▶ _Records for processing_
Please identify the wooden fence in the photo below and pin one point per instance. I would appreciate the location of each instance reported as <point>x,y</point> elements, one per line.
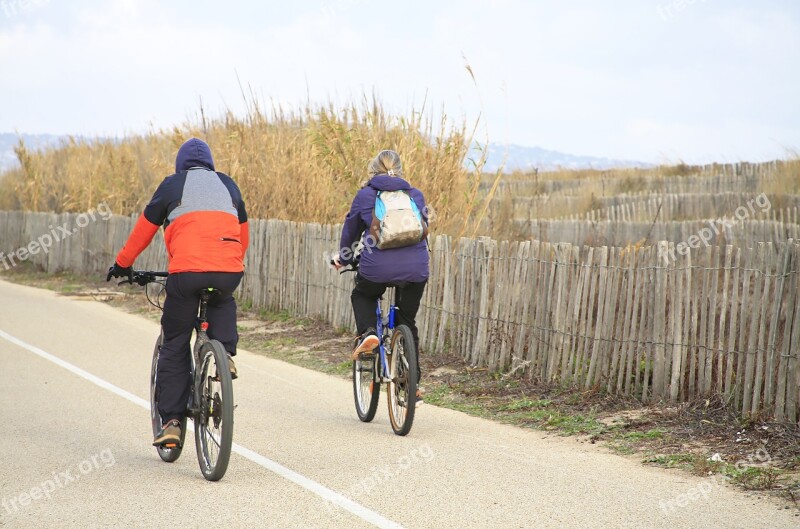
<point>645,207</point>
<point>738,178</point>
<point>720,320</point>
<point>623,233</point>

▶ _What this task involves_
Rewrite the data above as a JSON list of strings, one string per line, skipping blank lines and leaving out the picture.

▶ _Completed task_
[
  "Please identify the wooden fence in the photo below and pin one point per instance. I would appreciate the location of each instance reported as <point>x,y</point> elements, one per line.",
  "<point>645,207</point>",
  "<point>738,178</point>",
  "<point>720,320</point>",
  "<point>623,233</point>"
]